▶ [Stored data entries]

——

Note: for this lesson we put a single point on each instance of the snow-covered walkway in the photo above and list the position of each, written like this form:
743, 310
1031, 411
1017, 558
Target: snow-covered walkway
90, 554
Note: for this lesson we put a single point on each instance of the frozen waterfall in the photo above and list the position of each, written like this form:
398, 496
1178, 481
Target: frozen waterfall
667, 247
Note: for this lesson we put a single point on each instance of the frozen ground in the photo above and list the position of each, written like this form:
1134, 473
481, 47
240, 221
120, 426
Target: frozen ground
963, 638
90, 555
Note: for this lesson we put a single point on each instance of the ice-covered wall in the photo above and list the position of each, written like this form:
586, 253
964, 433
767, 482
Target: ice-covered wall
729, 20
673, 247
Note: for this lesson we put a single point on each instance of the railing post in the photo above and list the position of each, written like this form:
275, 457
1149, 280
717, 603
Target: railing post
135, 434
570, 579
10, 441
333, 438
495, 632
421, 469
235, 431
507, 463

——

Rewrite all of the rows above with "fence post" substituted for each occurrence of "railing post", keeping everything else unchanged.

▶ [Exercise answer]
Note: for this lesson we put a single point on each instance of the snow-covered walkway in the photo above and list the position of each, written like this form:
743, 310
1031, 411
1017, 558
Target: snow-covered walkway
90, 554
Note: for this lesson we put a single point on each instance of the frozen waterfall in the photo above and list the position of each, written like this form:
398, 496
1178, 481
Target: frozen waterfall
667, 247
Note: for this lesson we put a single point on each instance of the frozen ground in the photo above and list the position of each, written like this form:
1134, 473
481, 47
240, 221
120, 426
Target: frozen ground
963, 638
90, 555
Note: for this lesson we put a single point on each instance of the ice-covered wall in the photo above and list the position of each, written like this form:
586, 253
964, 433
767, 482
Target: ice-covered wall
729, 20
673, 247
Note: for this lesson we put a single point on each instance of the fence post in the photo above and list the position of each, written like this form:
275, 457
1149, 280
717, 603
Target: fence post
135, 434
570, 579
10, 441
333, 438
495, 632
421, 469
235, 431
507, 463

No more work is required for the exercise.